The problem:
Go through the lines below and retype each one exactly.

• • • •

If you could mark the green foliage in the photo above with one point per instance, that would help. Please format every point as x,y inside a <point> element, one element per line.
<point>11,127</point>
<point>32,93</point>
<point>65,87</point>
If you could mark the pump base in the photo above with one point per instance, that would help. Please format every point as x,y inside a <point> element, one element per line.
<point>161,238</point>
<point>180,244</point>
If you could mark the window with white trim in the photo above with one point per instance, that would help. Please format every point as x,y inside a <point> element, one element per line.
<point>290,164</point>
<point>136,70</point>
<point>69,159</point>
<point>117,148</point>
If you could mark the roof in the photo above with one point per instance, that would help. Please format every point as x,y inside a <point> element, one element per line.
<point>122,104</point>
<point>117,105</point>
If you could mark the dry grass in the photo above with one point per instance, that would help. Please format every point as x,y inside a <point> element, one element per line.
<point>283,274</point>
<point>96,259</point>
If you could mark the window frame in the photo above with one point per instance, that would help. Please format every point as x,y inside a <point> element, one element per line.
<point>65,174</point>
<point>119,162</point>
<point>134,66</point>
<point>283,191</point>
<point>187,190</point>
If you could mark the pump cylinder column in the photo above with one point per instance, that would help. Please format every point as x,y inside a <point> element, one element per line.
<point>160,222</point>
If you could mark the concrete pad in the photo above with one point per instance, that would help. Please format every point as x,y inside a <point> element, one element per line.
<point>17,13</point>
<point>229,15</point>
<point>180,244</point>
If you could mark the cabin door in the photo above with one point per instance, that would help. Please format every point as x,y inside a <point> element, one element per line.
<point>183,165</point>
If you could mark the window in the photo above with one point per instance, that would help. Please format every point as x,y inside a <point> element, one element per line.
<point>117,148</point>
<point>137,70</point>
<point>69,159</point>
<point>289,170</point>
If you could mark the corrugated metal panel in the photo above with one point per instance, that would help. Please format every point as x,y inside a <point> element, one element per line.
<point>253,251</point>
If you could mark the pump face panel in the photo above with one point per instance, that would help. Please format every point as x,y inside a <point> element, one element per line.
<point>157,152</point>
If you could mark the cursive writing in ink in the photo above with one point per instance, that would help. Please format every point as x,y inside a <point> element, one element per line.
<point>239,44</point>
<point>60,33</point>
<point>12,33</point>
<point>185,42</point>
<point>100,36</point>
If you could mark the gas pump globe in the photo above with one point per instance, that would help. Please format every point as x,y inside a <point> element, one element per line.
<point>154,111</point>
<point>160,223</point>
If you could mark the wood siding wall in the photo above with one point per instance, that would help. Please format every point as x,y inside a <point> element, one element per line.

• • • •

Solution:
If you could mark the green foliage in the photo above with one point per instance, that would help. Please format every point as x,y inside a <point> element, one element per line.
<point>11,127</point>
<point>32,93</point>
<point>65,87</point>
If you could mark the pump base in the photo above with one point per instance, that would help. Please format every point as x,y inside a <point> element, one element per line.
<point>161,238</point>
<point>180,244</point>
If you could mark the window with white trim in the photo above with one point per instance, that would help. Please format every point as x,y inside a <point> element, one element per line.
<point>290,164</point>
<point>136,70</point>
<point>69,159</point>
<point>117,148</point>
If you could mark the roof in the photo above with one point per instance, that would help. Please format every point as x,y inside a <point> element, one element per line.
<point>122,104</point>
<point>117,105</point>
If you could mark the dry grass in the photo above with one point per instance, that would help. Please format every point as x,y inside a <point> element, one element per line.
<point>283,274</point>
<point>96,259</point>
If you could mark the window frame in the photo above with one point per instance, that would help. Please format every point as x,y inside a <point> element, one element per line.
<point>65,174</point>
<point>119,162</point>
<point>134,66</point>
<point>283,191</point>
<point>187,190</point>
If you could mark the pump cylinder column in the photo above with one point per instance, that would help. Please format every point as x,y inside a <point> element, one element per line.
<point>160,222</point>
If you could mark the concrete pad in the photo above with one point per instance, that would help. Please format every point as x,y inside a <point> element, one element per line.
<point>17,13</point>
<point>229,15</point>
<point>180,244</point>
If you could mark the cabin door in the photo above with one point per instance, that would help. Please format every point as x,y inside a <point> element, one element per line.
<point>183,165</point>
If you could mark the window in the photo above with one point per instance, that would help. Please format every point as x,y inside a <point> element, one element per line.
<point>117,148</point>
<point>137,70</point>
<point>69,159</point>
<point>289,170</point>
If you could mark the corrugated metal panel in the photo above with one point per instance, that would help. Please format every point as x,y inside a <point> element, one element per line.
<point>253,251</point>
If you could mark the pump face panel in the photo above with one point per instance, that would help. Please format every point as x,y inside a <point> element, one element per line.
<point>157,152</point>
If you could mark the cursive writing in ink in the photo above with one point per instance, that would help. Please format every point as x,y inside a <point> element, one element per line.
<point>239,44</point>
<point>60,33</point>
<point>12,33</point>
<point>185,42</point>
<point>100,36</point>
If you could mark the gas pump globe in the photo above with one point per instance, that would help. Please format every point as x,y inside a <point> element, one element per line.
<point>154,111</point>
<point>160,223</point>
If you could mark the wood siding wall in the photo above with one point per instance, that would help. Please format every point as x,y inside a <point> element, one element per line.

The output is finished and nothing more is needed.